Work to complete
Work through the listing below, copying each line that carries the word "facade".

The records
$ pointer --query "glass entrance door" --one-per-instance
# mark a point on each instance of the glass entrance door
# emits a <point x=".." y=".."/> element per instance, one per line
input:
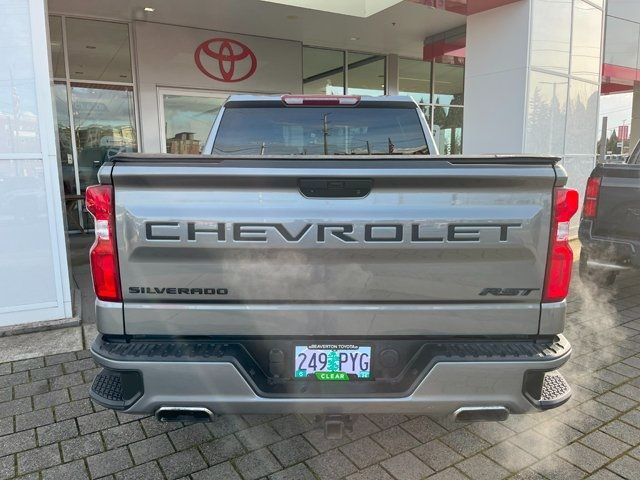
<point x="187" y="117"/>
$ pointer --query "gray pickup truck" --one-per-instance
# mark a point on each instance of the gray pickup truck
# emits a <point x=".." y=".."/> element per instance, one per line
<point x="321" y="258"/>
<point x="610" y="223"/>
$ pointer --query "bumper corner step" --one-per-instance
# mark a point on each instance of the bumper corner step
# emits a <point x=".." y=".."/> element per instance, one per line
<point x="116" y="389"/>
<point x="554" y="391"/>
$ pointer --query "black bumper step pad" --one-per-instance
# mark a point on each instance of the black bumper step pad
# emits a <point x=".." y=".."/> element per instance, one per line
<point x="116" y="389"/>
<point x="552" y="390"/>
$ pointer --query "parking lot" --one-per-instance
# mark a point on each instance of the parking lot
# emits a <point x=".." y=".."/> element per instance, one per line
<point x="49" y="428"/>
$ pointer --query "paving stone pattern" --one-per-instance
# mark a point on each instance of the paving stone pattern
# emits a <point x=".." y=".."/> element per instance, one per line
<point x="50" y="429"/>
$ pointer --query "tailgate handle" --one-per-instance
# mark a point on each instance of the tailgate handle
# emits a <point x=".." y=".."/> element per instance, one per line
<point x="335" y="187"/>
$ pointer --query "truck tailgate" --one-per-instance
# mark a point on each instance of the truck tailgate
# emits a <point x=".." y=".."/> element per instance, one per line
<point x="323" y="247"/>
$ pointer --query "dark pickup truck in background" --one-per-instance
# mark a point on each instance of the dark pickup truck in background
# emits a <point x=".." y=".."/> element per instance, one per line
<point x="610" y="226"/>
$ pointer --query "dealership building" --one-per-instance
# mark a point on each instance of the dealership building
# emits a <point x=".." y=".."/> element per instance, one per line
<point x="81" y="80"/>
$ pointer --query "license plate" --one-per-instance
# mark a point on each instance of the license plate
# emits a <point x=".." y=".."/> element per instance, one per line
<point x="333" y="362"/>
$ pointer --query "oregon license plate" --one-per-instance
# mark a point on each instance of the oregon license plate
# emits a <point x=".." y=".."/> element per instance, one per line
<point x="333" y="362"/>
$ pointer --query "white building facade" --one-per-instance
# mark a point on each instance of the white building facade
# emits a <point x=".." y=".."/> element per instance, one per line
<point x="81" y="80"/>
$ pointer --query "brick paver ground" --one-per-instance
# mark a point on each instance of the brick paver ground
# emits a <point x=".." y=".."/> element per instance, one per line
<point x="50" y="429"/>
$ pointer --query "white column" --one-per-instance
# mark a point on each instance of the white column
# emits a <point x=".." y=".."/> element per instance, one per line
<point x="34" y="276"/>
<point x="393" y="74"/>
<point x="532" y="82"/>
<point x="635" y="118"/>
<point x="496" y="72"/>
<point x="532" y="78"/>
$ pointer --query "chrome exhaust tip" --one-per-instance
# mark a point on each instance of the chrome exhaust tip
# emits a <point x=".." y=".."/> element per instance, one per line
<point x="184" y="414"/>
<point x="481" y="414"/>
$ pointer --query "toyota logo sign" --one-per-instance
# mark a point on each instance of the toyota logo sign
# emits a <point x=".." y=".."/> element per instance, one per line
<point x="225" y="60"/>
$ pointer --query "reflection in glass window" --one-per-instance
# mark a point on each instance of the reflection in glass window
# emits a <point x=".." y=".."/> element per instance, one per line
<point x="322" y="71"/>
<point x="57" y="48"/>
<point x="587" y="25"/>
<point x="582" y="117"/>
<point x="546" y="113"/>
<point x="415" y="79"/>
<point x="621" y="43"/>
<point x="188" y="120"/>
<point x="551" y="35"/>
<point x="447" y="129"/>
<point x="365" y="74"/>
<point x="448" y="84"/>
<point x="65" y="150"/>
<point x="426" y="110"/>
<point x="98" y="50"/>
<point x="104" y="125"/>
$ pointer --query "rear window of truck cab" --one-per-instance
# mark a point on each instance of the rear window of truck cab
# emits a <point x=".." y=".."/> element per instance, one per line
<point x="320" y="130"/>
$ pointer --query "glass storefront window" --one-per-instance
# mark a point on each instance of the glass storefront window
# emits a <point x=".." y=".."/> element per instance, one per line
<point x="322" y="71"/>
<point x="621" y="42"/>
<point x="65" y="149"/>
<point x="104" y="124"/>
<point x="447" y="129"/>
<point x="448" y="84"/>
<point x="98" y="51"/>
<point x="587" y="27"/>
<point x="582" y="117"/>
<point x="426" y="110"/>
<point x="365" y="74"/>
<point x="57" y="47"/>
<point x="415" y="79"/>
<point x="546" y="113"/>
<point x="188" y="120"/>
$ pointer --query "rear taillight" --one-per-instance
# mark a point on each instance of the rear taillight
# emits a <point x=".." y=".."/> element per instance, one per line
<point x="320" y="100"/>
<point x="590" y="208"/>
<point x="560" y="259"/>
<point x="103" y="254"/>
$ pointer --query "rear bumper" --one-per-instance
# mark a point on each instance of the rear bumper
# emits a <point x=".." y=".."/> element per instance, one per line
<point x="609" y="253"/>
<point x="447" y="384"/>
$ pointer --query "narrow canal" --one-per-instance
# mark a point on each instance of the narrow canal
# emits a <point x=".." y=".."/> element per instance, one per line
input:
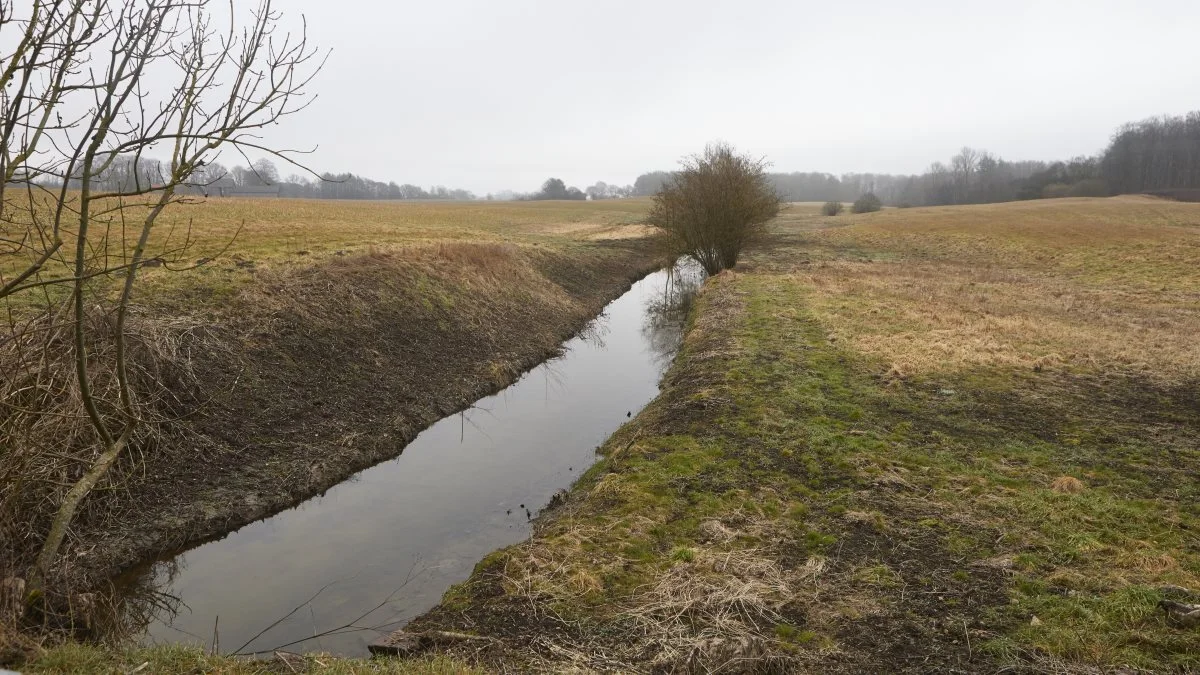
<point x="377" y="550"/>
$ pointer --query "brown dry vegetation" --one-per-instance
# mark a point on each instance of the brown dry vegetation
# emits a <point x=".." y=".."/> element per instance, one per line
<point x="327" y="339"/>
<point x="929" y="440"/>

Solution to this task
$ pointer --query "white building facade" --one-per-instance
# mark a point on each instance of the white building facade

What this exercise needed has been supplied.